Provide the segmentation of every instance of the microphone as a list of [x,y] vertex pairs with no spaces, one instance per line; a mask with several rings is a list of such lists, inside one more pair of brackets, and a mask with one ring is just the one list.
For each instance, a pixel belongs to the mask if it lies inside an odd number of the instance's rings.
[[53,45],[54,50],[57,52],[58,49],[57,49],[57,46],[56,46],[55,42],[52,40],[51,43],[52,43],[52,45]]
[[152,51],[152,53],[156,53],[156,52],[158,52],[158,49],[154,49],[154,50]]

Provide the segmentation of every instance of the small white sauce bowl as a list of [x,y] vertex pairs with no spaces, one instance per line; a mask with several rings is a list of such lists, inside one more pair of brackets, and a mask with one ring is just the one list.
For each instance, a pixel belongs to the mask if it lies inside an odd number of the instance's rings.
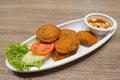
[[[104,19],[104,20],[110,22],[112,26],[110,28],[107,28],[107,29],[96,28],[96,27],[94,27],[94,26],[92,26],[91,24],[88,23],[88,20],[90,18],[101,18],[101,19]],[[96,34],[96,35],[105,35],[108,32],[114,30],[115,27],[117,26],[117,22],[112,17],[110,17],[110,16],[108,16],[106,14],[102,14],[102,13],[90,13],[90,14],[85,16],[84,22],[89,27],[89,30],[91,32],[93,32],[94,34]]]

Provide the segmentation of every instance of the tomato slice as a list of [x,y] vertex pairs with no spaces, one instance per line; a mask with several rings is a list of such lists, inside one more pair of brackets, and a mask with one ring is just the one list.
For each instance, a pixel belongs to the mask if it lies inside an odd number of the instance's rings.
[[35,42],[32,44],[31,50],[34,54],[46,56],[51,54],[54,49],[54,43],[45,44],[42,42]]

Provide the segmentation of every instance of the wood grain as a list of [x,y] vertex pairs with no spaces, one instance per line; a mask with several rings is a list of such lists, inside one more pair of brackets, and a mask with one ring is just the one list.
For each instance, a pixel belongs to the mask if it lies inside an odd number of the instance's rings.
[[[0,80],[120,80],[120,0],[0,0]],[[17,74],[5,66],[5,46],[22,42],[46,23],[60,24],[91,12],[118,22],[103,46],[69,64],[44,72]]]

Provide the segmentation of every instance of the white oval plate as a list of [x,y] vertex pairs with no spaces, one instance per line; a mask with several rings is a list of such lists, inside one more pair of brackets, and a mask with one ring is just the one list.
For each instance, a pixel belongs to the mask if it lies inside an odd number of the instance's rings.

▸ **TASK DETAILS**
Retype nothing except the lines from the line holding "Provide the segmentation of every instance of the wood" through the last line of the entries, both included.

▸ **EXERCISE SOLUTION**
Provide the segmentation of every instance of the wood grain as a list of [x,y] vertex pairs with no spaces, one instance per line; a mask with several rings is a list of such lists, inside one more pair of brackets, and a mask with one ring is just the one list.
For each instance, a pixel belongs to the mask if it lies inside an odd number of the instance's rings.
[[[0,80],[120,80],[120,0],[0,0]],[[17,74],[5,66],[5,46],[22,42],[46,23],[60,24],[91,12],[118,22],[103,46],[69,64],[44,72]]]

Provide the segmentation of every instance of the white oval plate as a list of [x,y] vertex pairs with no spaces, one instance per line; a mask with several rings is a list of such lists, inside one more pair of brackets, and a mask with one ring is just the one list.
For each instance, a pixel belongs to the mask if it lies inside an odd number of the instance's rings.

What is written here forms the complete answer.